[Elementos de un conjunto de datos]
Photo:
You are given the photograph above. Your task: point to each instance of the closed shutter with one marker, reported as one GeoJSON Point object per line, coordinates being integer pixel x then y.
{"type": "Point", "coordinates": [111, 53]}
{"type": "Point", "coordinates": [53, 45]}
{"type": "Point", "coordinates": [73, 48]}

— TAREA —
Identifica en el material cada línea donde aparece la palabra "coordinates" y cópiala.

— SOLUCIÓN DE LA TAREA —
You are given the photograph above. Your task: point to each instance of the closed shutter with one marker, reported as one GeoJSON Point object per line, coordinates being integer pixel x then y.
{"type": "Point", "coordinates": [111, 53]}
{"type": "Point", "coordinates": [53, 45]}
{"type": "Point", "coordinates": [73, 48]}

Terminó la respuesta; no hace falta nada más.